§ YOUR INSTRUCTIONS:
Edit the rows below by swapping each occurrence of "Target" for "Object", keeping every other character unchanged.

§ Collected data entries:
— Begin —

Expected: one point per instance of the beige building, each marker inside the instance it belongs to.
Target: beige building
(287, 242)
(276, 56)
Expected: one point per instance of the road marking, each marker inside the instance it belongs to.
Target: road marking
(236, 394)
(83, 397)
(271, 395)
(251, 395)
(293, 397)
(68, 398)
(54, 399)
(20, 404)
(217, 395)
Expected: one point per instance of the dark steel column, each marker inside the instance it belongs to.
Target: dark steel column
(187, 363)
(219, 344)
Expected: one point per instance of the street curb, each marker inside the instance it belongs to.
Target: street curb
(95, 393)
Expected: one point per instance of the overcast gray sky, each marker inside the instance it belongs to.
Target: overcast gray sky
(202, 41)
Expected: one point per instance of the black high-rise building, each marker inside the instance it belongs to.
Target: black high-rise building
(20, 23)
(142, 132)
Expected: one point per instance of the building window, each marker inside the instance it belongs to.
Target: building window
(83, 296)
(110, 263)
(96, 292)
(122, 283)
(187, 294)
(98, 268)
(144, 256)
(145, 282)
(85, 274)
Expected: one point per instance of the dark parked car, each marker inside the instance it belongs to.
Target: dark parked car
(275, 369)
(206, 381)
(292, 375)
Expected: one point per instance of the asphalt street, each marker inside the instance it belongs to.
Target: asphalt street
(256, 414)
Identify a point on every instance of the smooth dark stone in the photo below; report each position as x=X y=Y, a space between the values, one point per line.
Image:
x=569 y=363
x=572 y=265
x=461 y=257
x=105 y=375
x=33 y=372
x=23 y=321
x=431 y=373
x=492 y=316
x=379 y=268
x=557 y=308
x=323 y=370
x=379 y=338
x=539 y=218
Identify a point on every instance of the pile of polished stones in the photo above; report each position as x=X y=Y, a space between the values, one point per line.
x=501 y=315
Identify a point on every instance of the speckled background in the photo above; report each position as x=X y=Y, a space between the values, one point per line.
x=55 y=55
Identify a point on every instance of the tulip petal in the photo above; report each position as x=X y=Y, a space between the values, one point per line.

— End —

§ CORRECT ANSWER:
Expected: one point per instance of the beige building, each marker inside the instance it belongs to.
Object: beige building
(287, 242)
(276, 56)
Expected: one point per instance of the road marking, each marker inside the instance it belongs to.
Object: road marking
(236, 394)
(83, 397)
(271, 395)
(251, 395)
(293, 397)
(68, 398)
(54, 399)
(20, 404)
(217, 395)
Expected: one point per instance of the dark steel column, each marker inside the instance it belongs to.
Object: dark steel column
(187, 363)
(219, 344)
Expected: one point per instance of the street curb, each marker inside the instance it belongs to.
Object: street curb
(95, 393)
Expected: one point per instance of the overcast gray sky, each marker inside the instance it belongs to.
Object: overcast gray sky
(202, 41)
Expected: one point per instance of the black high-rise building, each marker inside the instance it belongs to.
Object: black high-rise building
(20, 23)
(142, 132)
Expected: one point per instance of the building window, each marker inside the instance it belongs to.
Object: building window
(83, 296)
(110, 263)
(96, 292)
(122, 283)
(187, 294)
(98, 268)
(144, 256)
(145, 282)
(85, 274)
Expected: one point per instance of the dark parked car, each marker inside the instance it belongs to.
Object: dark parked car
(275, 369)
(206, 381)
(292, 375)
Expected: one point per instance of the asphalt street, each marker inside the instance it belongs to.
Object: asphalt street
(256, 414)
Identify a point on every instance of the smooth dark stone in the photo below; report each position as x=X y=Y, a space between the values, one point per line.
Image:
x=569 y=363
x=572 y=265
x=461 y=257
x=105 y=375
x=33 y=372
x=23 y=321
x=431 y=373
x=492 y=316
x=379 y=268
x=557 y=308
x=323 y=370
x=379 y=338
x=539 y=218
Identify a point on every instance of the pile of polished stones in the photo above; report each position as x=X y=Y, a space between the values, one point per line.
x=501 y=315
Identify a point on every instance of the speckled background in the photo above; report each position as x=X y=Y, a space between the values, one point per line.
x=55 y=55
Identify a point on every instance of the tulip petal in the photo above; report each position as x=X y=Y, a space between the values, one point per line.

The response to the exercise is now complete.